◆ Instructions to follow ◆
Can you pick up the essay on the Oscar race after its last sentence and carry it forward?

THE KING’S SPEECH, THE SOCIAL NETWORK, THE FIGHTER… and the Oscar delusion
I haven’t written much about the Oscar race this year. That’s in no small part due to The Social Network’s critics award sweep early on in the race. Yes, I’ve had a chip on my should since David Fincher’s Facebook thriller, dark comedy, social satire, Shakespearean morality tale… whatever it is… won the National Board of Review’s Best Picture award in December and flattened the competition in every major critics poll after that.
The Social Network reigned until Oscar nomination day, when The King’s Speech scored 12 nominations, more than any other picture. The King’s Speech has since won the PGA prize. And the SAG ensemble acting award. And the DGA prize for Tom Hooper’s direction, which is the most consistent Best Picture bellwether.
Hooper’s victory and the sudden surge in popularity for The King’s Speech isn’t really surprising. Sony/Columbia can’t campaign for Oscar like Harvey Weinstein can. The Academy also has a streak of Anglophilia that goes back decades. And from my perspective, The King’s Speech always was the better movie. (Kudos to EW’s Dave Karger for predicting The King’s Speech all race long.)
Suddenly though, it feels like another critically-lauded American un-masterpiece, The Fighter (with 7 nominations), has a chance to come in and steal major prizes away from The King’s Speech (Best Director being one of them, though I still don’t buy a Christian Bale win for Best Supporting Actor).
The Fighter’s rise made me realize that it wasn’t just The Social Network that turned me off from this year’s Oscar race. Never before in all of my own Oscar watching has a slate of nominees seemed so weak while at the same time being so highly praised. True Grit? The Fighter? Black Swan? The Social Network? The Kids Are All Right? I said it bordered on delusional in my Year In Review. Now that delusion has been shattered.
Even as The King’s Speech surges, support for The Social Network and The Fighter still bothers me the most and for similar reasons. Both films focus on two enormous cultural changes: a seismic shift in human communication (TSN) and the remains of life in America’s post-industrial cities (The Fighter). The ideas are there. The execution, in both cases, isn’t.
The Social Network feels tonally disjointed, with Sorkin’s script in Fincher’s hands. The script is better than the film, which adds an impenetrable layer of cynicism to a script that didn’t have any. It’s the exact opposite feeling you get watching a true masterpiece about change in communication, Network, where the differing style of director and screenwriter complemented each other. After watching The Social Network, older viewers seem to understand–even fear–the Facebook generation and love the movie because it. Author Zadie Smith addressed that in her New York Review of Books article on the film:
In The Social Network Generation Facebook gets a movie almost worthy of them, and this fact, being so unexpected, makes the film feel more delightful than it probably, objectively, is.

◆ Dataset section ◆
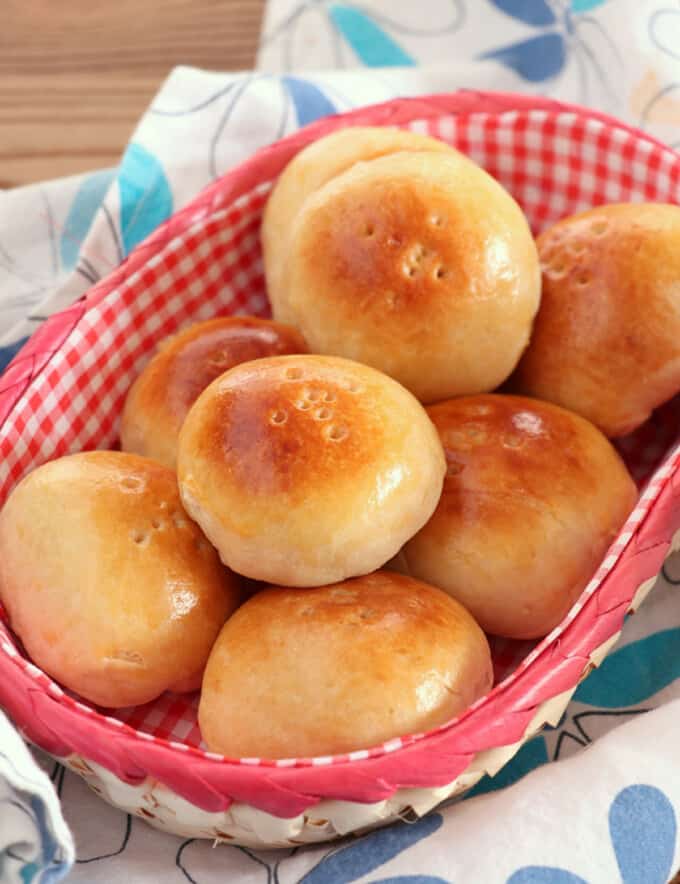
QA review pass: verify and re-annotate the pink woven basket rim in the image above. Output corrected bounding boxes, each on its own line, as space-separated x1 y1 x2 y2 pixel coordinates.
0 91 680 816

◆ Output ◆
Pete Hammond’s Deadline.com Oscar Poll also demonstrates the disconnect between older and younger audiences:
Younger voter: “Not finalized with what I’m doing. Still need to see a handful of films based on the nominations and then I’ll make the call. I will say that I’m not voting for The Social Network. Good movie, but definitely not Best Picture. I’m so happy that it got shut out of the last few awards. Enough of certain organizations, like critics groups, trying to act cool and hip by voting for it. And besides, it peaked too early.”
Most people under 35 don’t think The Social Network is a masterpiece. Most everyone over 35 seems to think otherwise. Call either group myopic, which I’m sure both are in their own ways, but this generational divide just shows that The Social Network‘s status is still unwritten. That’s Fincher’s fault.
The Fighter, likewise, doesn’t sit right, with David O. Russell’s film often crossing a line between focusing on the plight of those working class families in decaying industrial cities and lampooning those same people. Big hair and foul mouths. Throwing pots and pans, and jumping out of crack house windows. These things add to the setting. The question of why the family members are they way they are, however, is never directly considered, and the boxing tale–Micky’s rise in spite of and because of his family–can only convey part of the story.
Trying to dig beneath the surface of family members like Dicky, the crack-smoking former pride of Lowell, Mass., and Alice Ward, Dicky and Micky’s mommy dearest, is difficult in the face of such outrageous characterization. Melissa Leo, who likely will and should win the Oscar for playing Alice, is able to straddle both world better than anyone in the film, while Bale just chews the scenery.
When you put The Social Network and The Fighter up against The King’s Speech, a handsome, competently-made British period drama, you see the difference between a film praised for what it is and ones praised for what the audience desperately wants them to be. But there’s something more troubling then that.
If we look at The Social Network as a film about a generation of self-absorbed, perpetually adolescent, overly stimulated future leaders of America, we forget the story in Best Picture nominee Winter’s Bone, that of a teenager, who burdened by the mistakes of her parents, must struggle to save her family’s house. Atlanta Mayor Kasim Reed recently said, “There must be a generation tough enough to stick out its chin and take the hit.” Looking out at the landscape of America today, Ree’s situation in Winter’s Bone is a more likely scenario for the Facebook generation.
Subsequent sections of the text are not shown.